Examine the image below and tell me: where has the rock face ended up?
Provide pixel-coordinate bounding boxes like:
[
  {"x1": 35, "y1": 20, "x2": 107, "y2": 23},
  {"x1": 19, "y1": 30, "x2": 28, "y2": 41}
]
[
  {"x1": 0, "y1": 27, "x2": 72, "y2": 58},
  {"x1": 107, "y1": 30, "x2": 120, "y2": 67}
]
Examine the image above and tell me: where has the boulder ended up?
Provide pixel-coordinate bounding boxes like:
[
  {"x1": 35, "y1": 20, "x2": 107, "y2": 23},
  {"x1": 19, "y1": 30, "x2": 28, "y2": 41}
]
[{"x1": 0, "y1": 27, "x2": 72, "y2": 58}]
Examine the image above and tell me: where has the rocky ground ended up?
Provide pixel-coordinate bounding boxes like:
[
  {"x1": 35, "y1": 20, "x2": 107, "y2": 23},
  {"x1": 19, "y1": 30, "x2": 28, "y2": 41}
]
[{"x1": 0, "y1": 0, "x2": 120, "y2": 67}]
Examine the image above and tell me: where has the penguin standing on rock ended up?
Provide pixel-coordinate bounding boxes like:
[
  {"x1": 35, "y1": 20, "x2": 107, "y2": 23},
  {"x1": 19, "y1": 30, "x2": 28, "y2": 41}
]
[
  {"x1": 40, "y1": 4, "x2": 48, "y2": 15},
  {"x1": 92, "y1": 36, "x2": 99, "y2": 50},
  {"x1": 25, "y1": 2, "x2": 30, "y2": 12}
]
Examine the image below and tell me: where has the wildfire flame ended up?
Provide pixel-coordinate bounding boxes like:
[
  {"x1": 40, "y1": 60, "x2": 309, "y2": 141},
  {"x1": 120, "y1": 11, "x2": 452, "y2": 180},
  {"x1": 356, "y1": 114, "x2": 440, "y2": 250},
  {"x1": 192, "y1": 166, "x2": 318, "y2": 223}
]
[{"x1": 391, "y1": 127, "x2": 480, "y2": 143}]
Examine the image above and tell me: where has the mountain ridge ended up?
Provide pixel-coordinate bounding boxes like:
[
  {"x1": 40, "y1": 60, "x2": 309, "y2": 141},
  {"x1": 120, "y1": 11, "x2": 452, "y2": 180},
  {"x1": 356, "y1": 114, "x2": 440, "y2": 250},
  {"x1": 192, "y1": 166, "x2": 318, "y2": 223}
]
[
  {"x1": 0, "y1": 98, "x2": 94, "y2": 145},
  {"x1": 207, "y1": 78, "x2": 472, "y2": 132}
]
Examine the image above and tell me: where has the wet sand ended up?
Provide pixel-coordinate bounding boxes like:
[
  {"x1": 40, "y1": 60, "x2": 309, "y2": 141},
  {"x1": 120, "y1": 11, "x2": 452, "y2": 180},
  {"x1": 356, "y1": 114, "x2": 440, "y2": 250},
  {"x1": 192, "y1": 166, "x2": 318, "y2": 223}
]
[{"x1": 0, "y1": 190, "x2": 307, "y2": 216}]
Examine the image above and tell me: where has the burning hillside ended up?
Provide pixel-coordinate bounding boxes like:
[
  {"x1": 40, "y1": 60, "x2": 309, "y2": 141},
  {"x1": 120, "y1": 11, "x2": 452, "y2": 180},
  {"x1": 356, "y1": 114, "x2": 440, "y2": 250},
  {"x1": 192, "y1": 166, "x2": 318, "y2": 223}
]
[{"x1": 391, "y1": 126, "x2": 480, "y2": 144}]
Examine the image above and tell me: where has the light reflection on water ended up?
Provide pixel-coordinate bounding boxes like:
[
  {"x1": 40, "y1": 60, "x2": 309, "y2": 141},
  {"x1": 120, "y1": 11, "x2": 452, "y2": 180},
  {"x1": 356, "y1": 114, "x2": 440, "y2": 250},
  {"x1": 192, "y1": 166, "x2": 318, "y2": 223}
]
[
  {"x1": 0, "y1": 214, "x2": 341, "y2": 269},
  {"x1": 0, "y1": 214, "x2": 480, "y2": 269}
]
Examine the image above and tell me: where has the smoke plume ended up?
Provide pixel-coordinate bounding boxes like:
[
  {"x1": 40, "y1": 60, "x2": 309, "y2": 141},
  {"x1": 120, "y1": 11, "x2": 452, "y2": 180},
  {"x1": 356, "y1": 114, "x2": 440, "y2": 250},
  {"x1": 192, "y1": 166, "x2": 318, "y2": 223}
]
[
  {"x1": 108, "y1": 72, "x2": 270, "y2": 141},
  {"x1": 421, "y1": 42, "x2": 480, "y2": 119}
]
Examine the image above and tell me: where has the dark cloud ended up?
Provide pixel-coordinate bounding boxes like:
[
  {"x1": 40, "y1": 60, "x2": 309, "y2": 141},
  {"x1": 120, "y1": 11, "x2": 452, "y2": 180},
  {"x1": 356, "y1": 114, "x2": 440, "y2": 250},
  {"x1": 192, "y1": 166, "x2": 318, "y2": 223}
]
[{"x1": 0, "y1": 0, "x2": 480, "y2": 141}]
-.-.-
Task to complete: Rewrite the listing above, replacing "Examine" with "Study" and leaving everything else unchanged.

Output for this exercise:
Study the image below and tell me: where has the rock face ended up?
Provide pixel-coordinate bounding boxes like:
[
  {"x1": 35, "y1": 20, "x2": 107, "y2": 23},
  {"x1": 19, "y1": 30, "x2": 28, "y2": 41}
]
[
  {"x1": 0, "y1": 27, "x2": 72, "y2": 58},
  {"x1": 107, "y1": 30, "x2": 120, "y2": 67}
]
Study the image above and tell me: where has the boulder ended up?
Provide pixel-coordinate bounding boxes like:
[
  {"x1": 35, "y1": 20, "x2": 107, "y2": 23},
  {"x1": 19, "y1": 30, "x2": 28, "y2": 41}
]
[{"x1": 0, "y1": 27, "x2": 72, "y2": 58}]
Study the image above and tell me: where has the rocky ground ended up?
Provide pixel-coordinate bounding boxes like:
[
  {"x1": 35, "y1": 20, "x2": 107, "y2": 23},
  {"x1": 19, "y1": 30, "x2": 28, "y2": 41}
]
[{"x1": 0, "y1": 0, "x2": 120, "y2": 67}]
Study the image above and tell me: where has the penguin standing on rock ended up?
Provide pixel-coordinate bounding boxes like:
[
  {"x1": 35, "y1": 20, "x2": 107, "y2": 23},
  {"x1": 19, "y1": 30, "x2": 28, "y2": 41}
]
[
  {"x1": 40, "y1": 4, "x2": 48, "y2": 15},
  {"x1": 92, "y1": 36, "x2": 99, "y2": 50},
  {"x1": 25, "y1": 2, "x2": 30, "y2": 12}
]
Study the image below and tell me: where has the wildfire flame ended up?
Provide pixel-coordinate bounding boxes like:
[
  {"x1": 40, "y1": 60, "x2": 309, "y2": 141},
  {"x1": 120, "y1": 11, "x2": 452, "y2": 180},
  {"x1": 356, "y1": 114, "x2": 440, "y2": 250},
  {"x1": 192, "y1": 166, "x2": 318, "y2": 223}
]
[{"x1": 391, "y1": 127, "x2": 480, "y2": 143}]
Study the image above and tell me: where has the mountain ridge ended up?
Provide pixel-coordinate bounding boxes like:
[
  {"x1": 40, "y1": 60, "x2": 309, "y2": 141},
  {"x1": 120, "y1": 11, "x2": 452, "y2": 180},
  {"x1": 356, "y1": 114, "x2": 440, "y2": 250},
  {"x1": 192, "y1": 166, "x2": 318, "y2": 223}
]
[
  {"x1": 0, "y1": 98, "x2": 94, "y2": 145},
  {"x1": 207, "y1": 78, "x2": 472, "y2": 132}
]
Study the image above and tell me: where has the wet sand ended up?
Provide pixel-coordinate bounding boxes like:
[
  {"x1": 40, "y1": 60, "x2": 309, "y2": 141},
  {"x1": 120, "y1": 11, "x2": 452, "y2": 180},
  {"x1": 356, "y1": 114, "x2": 440, "y2": 250},
  {"x1": 192, "y1": 166, "x2": 318, "y2": 223}
]
[{"x1": 0, "y1": 190, "x2": 307, "y2": 216}]
Study the image above and tell me: where has the burning hillside ended up?
Provide pixel-coordinate bounding boxes like:
[
  {"x1": 40, "y1": 60, "x2": 309, "y2": 141},
  {"x1": 120, "y1": 11, "x2": 452, "y2": 180},
  {"x1": 356, "y1": 114, "x2": 440, "y2": 250},
  {"x1": 192, "y1": 166, "x2": 318, "y2": 223}
]
[{"x1": 391, "y1": 126, "x2": 480, "y2": 144}]
Study the image above and tell me: where has the light reflection on water ended up?
Provide pixel-coordinate bounding boxes like:
[
  {"x1": 40, "y1": 60, "x2": 309, "y2": 141},
  {"x1": 120, "y1": 11, "x2": 452, "y2": 180},
  {"x1": 356, "y1": 114, "x2": 440, "y2": 250},
  {"x1": 192, "y1": 166, "x2": 318, "y2": 223}
]
[
  {"x1": 0, "y1": 214, "x2": 341, "y2": 269},
  {"x1": 0, "y1": 214, "x2": 480, "y2": 269}
]
Study the image above and tell me: where has the smoke plume ended up?
Provide pixel-coordinate bounding boxes like:
[
  {"x1": 40, "y1": 60, "x2": 309, "y2": 141},
  {"x1": 120, "y1": 11, "x2": 452, "y2": 180},
  {"x1": 356, "y1": 114, "x2": 440, "y2": 250},
  {"x1": 192, "y1": 166, "x2": 318, "y2": 223}
]
[
  {"x1": 108, "y1": 72, "x2": 270, "y2": 141},
  {"x1": 421, "y1": 42, "x2": 480, "y2": 119}
]
Study the image above and tell me: where has the dark cloud ended up?
Provide pixel-coordinate bounding boxes like:
[
  {"x1": 40, "y1": 60, "x2": 309, "y2": 141},
  {"x1": 120, "y1": 11, "x2": 452, "y2": 180},
  {"x1": 356, "y1": 114, "x2": 440, "y2": 250},
  {"x1": 192, "y1": 166, "x2": 318, "y2": 223}
]
[{"x1": 0, "y1": 0, "x2": 480, "y2": 141}]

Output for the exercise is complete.